■ **WHAT TO PRODUCE**
Extract every entry word for word. Skip the pictures.

■ **DATASET ROWS**

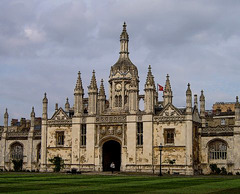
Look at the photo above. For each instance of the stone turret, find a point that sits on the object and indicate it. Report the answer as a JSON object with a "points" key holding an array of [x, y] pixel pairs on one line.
{"points": [[121, 74], [101, 98], [56, 107], [67, 105], [45, 107], [30, 140], [189, 100], [150, 91], [237, 112], [202, 109], [6, 116], [133, 96], [32, 120], [92, 95], [167, 93], [78, 97], [44, 135], [195, 101]]}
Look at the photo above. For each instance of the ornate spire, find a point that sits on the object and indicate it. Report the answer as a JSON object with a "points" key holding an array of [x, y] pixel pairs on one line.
{"points": [[101, 90], [150, 78], [45, 100], [237, 105], [124, 42], [202, 97], [93, 84], [79, 83], [167, 85], [33, 113], [67, 105], [188, 92]]}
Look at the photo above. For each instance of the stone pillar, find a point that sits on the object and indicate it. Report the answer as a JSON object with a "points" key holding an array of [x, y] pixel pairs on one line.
{"points": [[92, 96], [78, 97], [167, 93], [150, 90], [43, 167], [3, 141], [236, 141], [101, 98], [30, 141], [189, 132], [133, 96], [202, 109]]}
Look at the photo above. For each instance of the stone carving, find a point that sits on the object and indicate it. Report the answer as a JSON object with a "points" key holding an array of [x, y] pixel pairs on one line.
{"points": [[110, 131], [114, 119], [119, 131]]}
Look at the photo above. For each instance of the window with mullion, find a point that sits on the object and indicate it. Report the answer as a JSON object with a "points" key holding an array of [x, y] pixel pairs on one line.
{"points": [[83, 135], [139, 133]]}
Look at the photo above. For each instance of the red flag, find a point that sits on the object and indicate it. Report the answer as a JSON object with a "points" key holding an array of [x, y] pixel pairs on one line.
{"points": [[160, 88]]}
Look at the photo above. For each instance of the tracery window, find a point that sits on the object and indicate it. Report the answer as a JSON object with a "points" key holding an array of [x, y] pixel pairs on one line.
{"points": [[118, 101], [169, 136], [83, 135], [60, 138], [217, 150], [17, 151], [139, 133], [125, 99]]}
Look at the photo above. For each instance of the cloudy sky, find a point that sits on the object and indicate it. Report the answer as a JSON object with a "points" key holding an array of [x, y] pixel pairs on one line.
{"points": [[43, 44]]}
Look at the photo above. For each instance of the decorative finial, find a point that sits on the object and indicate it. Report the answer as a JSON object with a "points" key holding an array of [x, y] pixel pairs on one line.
{"points": [[124, 26]]}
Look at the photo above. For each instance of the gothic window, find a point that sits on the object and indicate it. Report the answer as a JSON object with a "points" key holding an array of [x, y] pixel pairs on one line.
{"points": [[125, 99], [217, 150], [169, 136], [38, 152], [17, 151], [60, 138], [116, 101], [223, 122], [139, 133], [83, 134]]}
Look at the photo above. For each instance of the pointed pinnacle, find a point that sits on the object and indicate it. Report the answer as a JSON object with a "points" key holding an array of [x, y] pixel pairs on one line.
{"points": [[6, 114], [102, 90]]}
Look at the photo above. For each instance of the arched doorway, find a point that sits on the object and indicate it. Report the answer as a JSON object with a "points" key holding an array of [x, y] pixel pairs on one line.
{"points": [[111, 152]]}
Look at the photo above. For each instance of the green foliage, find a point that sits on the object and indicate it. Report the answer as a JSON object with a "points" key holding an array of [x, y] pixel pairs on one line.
{"points": [[87, 183], [58, 163], [17, 165], [172, 161], [223, 171], [216, 170], [213, 168]]}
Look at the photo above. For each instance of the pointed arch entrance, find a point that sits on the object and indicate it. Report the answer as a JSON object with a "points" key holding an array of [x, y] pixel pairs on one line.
{"points": [[111, 152]]}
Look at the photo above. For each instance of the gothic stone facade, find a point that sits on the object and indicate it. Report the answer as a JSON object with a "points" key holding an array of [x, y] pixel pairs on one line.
{"points": [[97, 131]]}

■ **FULL SOLUTION**
Look at the photo above. For each instance of the stone turret, find a point that sits on the object and indicate it. Report the answer as a JSON object with a "points" key holding an array of [x, y] pixel pairs on one line.
{"points": [[121, 74], [101, 98], [56, 107], [67, 105], [45, 107], [30, 140], [189, 100], [150, 91], [237, 112], [202, 109], [6, 116], [133, 96], [32, 120], [92, 95], [167, 93], [78, 97], [44, 135], [195, 101]]}
Look at the photo above. For each instance of the ornate spire, find a point that sits on the object and indicate it. Report the answer as a JSON object with a "points" key holding an array of [x, y] pixel pairs on one line.
{"points": [[101, 90], [150, 78], [45, 100], [237, 105], [124, 42], [202, 97], [93, 84], [79, 83], [167, 85], [33, 113], [67, 105], [188, 92]]}
Look at the photo above. For each instance of the stone pillar, find a point that sits on the object and indicate it. Report the answer as a JSON object with a "points" key holding an array of [x, y] pixel pairs on one line.
{"points": [[92, 96], [78, 97], [167, 93], [150, 90], [43, 167], [3, 141], [236, 141], [101, 98], [30, 141], [189, 132], [133, 96], [202, 109]]}
Look at the photo above. For each instance of the stone carving, find a point that sits on the object and indicate it. Report the answer as a JSON object with a "points" key holding an array of [x, y] pixel pairs on one line.
{"points": [[110, 131], [114, 119], [119, 131]]}
Look at the photo above. For each instance of the window with mullion, find a point that sits on the object and indicate it. Report the answer as a JSON object with a "points" key holding an array of [x, y] pixel pairs on one line.
{"points": [[83, 135], [139, 133]]}
Look at the photo above. For each instance of the red flag, find a point that sits on the object and indicate it. Report the answer as a JSON object with a "points" key holding an array of [x, y] pixel pairs on one line.
{"points": [[160, 88]]}
Look at the photo above. For each instance of the tracery window, find a point that sits on the object and indicate it. Report the answer as a JSON object with a "points" key holding an array of [x, y] pixel pairs on one line.
{"points": [[118, 101], [169, 136], [83, 135], [60, 138], [217, 150], [17, 151], [139, 133], [125, 99]]}
Look at the photo above. For each instance of the cloudy sky, find a point that sits on the object and indicate it. Report the answer as a JSON object with a "points" key holding an array of [x, y] pixel pairs on one line.
{"points": [[43, 44]]}
Look at the photo above. For each instance of the decorative finial, find a point that sits on the object and indicate it. Report the answer as a JSON object with a "points" key holding an array of [x, y] pixel pairs on one line.
{"points": [[124, 26]]}
Look at the photo above. For each instance of the gothic window, find a point that sits on the object and indicate it. Report the answer as a JSON object with a "points" key holding an array of [x, y] pixel pairs on one line.
{"points": [[125, 99], [217, 150], [169, 136], [38, 152], [17, 151], [60, 138], [116, 101], [223, 122], [139, 133], [83, 134]]}
Look at the photo above. For each instance of the pointed pinnacle, find a point that sits on the object and indicate it. Report the answer as a JSON object with a "points" key holding an array of [x, y] pixel pairs on one line.
{"points": [[6, 114], [102, 90]]}
Look at the photo above. For each instance of the arched doorway, find a point that sits on the object and indicate it. Report the answer as a JSON object with a "points" key holding an array of [x, y] pixel pairs on one line.
{"points": [[111, 152]]}
Look at the photo above. For each instance of the green foliage, find a point that sits on the object and indicate it. Report the answer as a JSON object with a "points" key holding an array of [x, y] pixel pairs on one line.
{"points": [[87, 183], [58, 163], [17, 165], [172, 161], [223, 171], [216, 170], [213, 168]]}
Look at the photo above. For each instance of the pointed arch entrance, find a point that sits on the object and indicate it. Report the answer as a JSON object with a "points" key holding an array of [x, y] pixel pairs on one line.
{"points": [[111, 152]]}
Look at the photo above. For each instance of the gothic stone facade, find a point that sits on the object and indicate it. Report the answer as a JSON object with a "points" key holding an array of [x, y] pixel pairs on one line.
{"points": [[97, 131]]}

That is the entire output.